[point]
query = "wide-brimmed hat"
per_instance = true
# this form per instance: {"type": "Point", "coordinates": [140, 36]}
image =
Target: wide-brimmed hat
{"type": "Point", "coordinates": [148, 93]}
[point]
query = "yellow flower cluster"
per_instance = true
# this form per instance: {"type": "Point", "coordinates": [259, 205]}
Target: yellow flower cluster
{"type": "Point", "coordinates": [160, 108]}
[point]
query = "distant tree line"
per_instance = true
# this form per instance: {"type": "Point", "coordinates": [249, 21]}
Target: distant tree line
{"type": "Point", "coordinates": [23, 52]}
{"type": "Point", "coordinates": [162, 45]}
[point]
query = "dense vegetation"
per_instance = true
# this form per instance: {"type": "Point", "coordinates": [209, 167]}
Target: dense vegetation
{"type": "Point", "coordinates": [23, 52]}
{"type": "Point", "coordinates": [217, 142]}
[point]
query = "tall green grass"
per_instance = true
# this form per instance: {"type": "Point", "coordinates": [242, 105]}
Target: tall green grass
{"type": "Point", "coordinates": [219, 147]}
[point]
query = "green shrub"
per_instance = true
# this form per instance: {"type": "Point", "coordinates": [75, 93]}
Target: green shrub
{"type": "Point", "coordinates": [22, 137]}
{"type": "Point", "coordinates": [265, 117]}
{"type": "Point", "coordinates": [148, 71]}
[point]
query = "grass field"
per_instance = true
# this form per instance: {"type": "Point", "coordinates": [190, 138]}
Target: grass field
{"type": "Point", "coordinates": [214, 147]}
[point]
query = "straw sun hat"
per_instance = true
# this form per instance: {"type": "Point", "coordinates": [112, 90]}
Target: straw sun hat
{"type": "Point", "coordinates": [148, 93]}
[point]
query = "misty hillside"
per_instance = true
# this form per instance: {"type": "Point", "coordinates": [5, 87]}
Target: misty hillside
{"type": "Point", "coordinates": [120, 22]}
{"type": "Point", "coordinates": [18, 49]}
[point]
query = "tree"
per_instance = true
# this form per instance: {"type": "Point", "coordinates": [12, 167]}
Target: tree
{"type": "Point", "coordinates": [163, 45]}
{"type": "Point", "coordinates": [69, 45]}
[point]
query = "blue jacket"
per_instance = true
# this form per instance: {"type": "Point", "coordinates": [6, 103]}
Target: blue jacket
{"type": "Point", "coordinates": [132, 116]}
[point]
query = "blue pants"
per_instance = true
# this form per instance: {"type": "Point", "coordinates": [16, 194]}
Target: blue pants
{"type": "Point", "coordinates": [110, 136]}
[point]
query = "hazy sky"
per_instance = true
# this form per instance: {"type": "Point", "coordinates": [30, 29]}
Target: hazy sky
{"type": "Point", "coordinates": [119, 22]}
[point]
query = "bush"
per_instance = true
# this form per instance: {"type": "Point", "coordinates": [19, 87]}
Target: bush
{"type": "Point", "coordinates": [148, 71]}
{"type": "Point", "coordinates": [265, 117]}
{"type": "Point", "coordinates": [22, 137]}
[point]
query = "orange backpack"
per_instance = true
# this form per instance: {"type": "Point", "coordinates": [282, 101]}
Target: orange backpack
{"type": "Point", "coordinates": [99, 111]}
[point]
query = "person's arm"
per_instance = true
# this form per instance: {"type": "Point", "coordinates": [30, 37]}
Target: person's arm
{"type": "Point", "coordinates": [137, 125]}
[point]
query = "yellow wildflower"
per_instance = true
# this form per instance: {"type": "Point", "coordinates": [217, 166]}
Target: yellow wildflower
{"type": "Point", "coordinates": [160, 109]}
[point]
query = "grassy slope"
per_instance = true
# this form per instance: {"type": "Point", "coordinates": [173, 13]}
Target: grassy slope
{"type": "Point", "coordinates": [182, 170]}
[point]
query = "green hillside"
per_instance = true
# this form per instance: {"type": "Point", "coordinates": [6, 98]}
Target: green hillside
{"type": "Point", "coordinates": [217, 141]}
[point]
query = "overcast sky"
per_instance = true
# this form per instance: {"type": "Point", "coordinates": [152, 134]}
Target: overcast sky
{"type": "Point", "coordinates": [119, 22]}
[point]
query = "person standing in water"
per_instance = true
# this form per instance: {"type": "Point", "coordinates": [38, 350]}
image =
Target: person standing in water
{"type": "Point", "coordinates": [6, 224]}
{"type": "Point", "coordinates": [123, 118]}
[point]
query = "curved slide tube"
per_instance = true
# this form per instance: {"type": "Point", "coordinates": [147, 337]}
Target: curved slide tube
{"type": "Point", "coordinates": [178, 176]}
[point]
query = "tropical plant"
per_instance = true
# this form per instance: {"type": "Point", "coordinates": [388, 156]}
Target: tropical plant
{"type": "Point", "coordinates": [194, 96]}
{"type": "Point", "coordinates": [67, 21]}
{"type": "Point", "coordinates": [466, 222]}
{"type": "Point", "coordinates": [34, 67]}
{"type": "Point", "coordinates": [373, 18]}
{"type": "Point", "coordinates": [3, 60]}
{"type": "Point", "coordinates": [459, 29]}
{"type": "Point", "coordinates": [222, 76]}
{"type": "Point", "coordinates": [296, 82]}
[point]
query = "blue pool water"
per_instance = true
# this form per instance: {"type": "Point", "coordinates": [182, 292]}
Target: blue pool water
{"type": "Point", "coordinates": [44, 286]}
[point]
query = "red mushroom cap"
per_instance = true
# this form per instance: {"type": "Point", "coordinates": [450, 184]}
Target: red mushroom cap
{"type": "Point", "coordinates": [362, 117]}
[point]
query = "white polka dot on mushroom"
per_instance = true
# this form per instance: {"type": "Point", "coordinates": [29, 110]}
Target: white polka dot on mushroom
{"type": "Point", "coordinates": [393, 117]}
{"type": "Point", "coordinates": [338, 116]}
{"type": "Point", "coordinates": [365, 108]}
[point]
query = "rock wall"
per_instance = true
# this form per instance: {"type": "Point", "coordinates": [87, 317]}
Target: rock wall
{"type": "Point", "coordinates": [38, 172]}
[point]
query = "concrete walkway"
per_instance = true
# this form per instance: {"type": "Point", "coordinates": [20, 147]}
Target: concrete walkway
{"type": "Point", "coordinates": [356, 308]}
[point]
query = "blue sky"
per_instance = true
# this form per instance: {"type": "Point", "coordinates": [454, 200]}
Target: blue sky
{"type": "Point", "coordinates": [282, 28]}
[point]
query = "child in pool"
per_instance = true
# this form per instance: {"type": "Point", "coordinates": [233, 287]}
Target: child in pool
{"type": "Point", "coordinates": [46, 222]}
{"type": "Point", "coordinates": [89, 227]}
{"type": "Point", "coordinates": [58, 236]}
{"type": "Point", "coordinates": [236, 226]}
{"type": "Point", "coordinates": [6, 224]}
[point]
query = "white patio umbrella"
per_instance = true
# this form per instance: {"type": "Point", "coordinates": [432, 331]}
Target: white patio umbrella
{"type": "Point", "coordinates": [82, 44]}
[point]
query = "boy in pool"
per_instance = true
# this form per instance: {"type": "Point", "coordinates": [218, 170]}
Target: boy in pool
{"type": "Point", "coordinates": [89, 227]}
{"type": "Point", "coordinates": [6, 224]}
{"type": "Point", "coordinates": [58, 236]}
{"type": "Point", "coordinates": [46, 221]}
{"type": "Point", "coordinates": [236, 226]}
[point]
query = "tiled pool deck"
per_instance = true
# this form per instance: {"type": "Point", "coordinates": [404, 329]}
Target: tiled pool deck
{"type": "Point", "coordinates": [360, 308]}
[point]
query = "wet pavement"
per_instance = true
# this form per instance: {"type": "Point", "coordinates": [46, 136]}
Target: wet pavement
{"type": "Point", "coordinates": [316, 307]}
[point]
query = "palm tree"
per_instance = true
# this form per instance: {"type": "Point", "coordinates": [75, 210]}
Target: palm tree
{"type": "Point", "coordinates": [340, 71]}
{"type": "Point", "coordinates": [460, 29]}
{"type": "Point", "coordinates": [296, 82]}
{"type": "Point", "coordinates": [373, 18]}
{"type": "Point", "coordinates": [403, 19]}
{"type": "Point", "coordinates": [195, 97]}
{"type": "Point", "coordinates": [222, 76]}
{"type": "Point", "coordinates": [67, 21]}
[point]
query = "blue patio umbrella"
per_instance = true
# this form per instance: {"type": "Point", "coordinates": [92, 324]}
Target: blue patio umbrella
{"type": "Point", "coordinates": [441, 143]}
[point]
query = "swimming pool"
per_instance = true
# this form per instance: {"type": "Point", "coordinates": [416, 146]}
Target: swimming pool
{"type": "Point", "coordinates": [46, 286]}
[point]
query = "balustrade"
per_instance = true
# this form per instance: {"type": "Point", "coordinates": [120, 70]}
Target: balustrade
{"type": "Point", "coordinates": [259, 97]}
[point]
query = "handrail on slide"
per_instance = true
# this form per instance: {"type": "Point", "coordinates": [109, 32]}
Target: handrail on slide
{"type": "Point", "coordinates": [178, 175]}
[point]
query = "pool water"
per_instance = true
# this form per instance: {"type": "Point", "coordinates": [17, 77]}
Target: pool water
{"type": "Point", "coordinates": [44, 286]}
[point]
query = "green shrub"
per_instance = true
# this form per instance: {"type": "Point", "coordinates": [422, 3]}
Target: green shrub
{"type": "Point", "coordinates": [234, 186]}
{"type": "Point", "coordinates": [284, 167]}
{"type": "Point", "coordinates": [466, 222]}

EXERCISE AIM: How many lines in the rows above contain the string “curved”? Answer with the number alone.

ANSWER: 2